┌──

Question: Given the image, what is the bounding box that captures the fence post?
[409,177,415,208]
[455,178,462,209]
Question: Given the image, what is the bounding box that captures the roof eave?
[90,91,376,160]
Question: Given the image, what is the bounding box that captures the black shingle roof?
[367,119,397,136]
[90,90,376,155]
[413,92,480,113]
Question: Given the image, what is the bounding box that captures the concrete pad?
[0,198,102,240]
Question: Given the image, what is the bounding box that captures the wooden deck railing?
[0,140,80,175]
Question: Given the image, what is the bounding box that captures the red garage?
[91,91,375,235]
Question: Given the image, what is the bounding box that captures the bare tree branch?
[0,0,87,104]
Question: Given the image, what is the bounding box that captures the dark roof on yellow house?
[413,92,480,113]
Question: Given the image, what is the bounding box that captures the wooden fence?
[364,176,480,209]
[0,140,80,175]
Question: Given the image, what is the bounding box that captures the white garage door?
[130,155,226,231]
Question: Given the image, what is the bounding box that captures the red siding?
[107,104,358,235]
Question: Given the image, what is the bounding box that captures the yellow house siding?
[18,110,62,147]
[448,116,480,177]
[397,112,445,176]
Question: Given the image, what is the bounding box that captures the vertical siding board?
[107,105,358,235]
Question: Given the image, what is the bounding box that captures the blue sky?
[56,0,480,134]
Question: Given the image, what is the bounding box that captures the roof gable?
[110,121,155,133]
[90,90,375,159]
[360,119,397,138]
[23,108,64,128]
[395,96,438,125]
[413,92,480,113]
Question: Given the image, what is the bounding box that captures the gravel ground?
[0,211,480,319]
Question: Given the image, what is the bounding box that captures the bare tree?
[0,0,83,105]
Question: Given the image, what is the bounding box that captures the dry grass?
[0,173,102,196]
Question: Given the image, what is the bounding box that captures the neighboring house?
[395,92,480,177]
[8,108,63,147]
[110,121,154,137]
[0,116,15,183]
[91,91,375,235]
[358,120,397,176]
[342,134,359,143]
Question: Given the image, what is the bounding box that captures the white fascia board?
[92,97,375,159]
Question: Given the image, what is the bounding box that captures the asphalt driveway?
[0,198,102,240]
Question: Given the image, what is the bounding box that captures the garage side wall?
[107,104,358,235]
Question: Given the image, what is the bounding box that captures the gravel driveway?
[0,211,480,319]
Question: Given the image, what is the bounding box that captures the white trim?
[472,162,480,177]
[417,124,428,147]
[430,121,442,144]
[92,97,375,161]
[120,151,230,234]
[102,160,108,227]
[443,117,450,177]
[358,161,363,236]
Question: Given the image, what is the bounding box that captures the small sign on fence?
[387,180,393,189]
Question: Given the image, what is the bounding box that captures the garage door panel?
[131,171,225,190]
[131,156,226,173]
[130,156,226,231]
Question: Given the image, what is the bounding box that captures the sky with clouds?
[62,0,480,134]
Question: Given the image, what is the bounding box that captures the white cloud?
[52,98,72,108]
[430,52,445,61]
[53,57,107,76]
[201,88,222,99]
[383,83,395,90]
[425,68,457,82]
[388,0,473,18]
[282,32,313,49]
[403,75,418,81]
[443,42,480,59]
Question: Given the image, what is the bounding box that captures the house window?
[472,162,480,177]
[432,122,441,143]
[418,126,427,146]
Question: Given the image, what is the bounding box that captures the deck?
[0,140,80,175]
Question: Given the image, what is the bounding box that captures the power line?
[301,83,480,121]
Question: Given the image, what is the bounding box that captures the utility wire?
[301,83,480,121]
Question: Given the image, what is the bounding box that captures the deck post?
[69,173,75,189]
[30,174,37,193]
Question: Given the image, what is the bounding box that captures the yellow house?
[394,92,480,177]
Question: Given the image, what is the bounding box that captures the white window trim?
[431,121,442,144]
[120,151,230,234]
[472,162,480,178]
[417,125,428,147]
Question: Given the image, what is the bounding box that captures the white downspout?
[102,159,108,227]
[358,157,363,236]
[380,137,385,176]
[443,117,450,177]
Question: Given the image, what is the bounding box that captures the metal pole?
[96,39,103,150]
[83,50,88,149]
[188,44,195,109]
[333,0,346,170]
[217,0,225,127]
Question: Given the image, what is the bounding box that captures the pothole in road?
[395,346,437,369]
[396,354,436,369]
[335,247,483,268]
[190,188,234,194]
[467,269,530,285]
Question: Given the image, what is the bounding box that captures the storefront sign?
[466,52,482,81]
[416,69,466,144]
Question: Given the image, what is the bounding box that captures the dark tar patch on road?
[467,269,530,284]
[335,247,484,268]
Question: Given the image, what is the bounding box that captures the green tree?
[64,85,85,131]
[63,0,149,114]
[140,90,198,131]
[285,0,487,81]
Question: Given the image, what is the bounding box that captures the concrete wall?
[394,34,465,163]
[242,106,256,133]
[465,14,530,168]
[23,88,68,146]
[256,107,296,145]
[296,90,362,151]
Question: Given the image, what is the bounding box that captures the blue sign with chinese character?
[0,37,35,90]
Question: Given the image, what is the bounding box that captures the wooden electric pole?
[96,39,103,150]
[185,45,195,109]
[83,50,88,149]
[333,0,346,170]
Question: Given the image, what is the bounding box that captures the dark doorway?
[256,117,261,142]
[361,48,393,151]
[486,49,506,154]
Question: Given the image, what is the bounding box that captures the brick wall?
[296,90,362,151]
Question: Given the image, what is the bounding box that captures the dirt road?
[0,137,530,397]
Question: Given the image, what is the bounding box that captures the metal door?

└──
┌──

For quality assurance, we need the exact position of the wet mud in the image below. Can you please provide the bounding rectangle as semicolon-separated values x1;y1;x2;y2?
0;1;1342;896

└──

**WHAT IS ASKED:** Repeat the listing lines from the one containing "the fence post?" through the one containing "[107,105,358,235]", word for word, both of those lines included.

**TASK RESULT:**
Question: Given the image, what is the bounding box that captures the fence post?
[409,177,415,208]
[455,178,462,209]
Question: Given the image, what is the bounding box that captures the roof eave?
[90,91,376,160]
Question: Given the image, what is the bounding box that captures the black shingle roof?
[367,119,397,136]
[90,90,376,155]
[413,92,480,113]
Question: Given the image, what is the bounding box that captures the concrete pad?
[0,198,102,240]
Question: Given the image, what is the bounding box that captures the wooden deck railing?
[0,140,80,175]
Question: Given the image, what is the bounding box that captures the red garage?
[91,91,375,235]
Question: Given the image, what is the bounding box that captures the bare tree branch?
[0,0,87,104]
Question: Given the image, what is the bounding box that captures the dark roof on yellow house?
[413,92,480,113]
Question: Given the image, what is the bounding box that captures the wooden fence?
[364,176,480,209]
[0,140,80,175]
Question: Given the image, what is the bounding box that captures the white garage door?
[130,155,226,231]
Question: Given the image, what is the bounding box that captures the red siding?
[107,104,358,235]
Question: Given the image, what is the bounding box that captures the yellow house siding?
[18,110,62,147]
[448,116,480,177]
[397,112,445,176]
Question: Given the image, what is the bounding box that captures the vertical siding board?
[107,105,358,235]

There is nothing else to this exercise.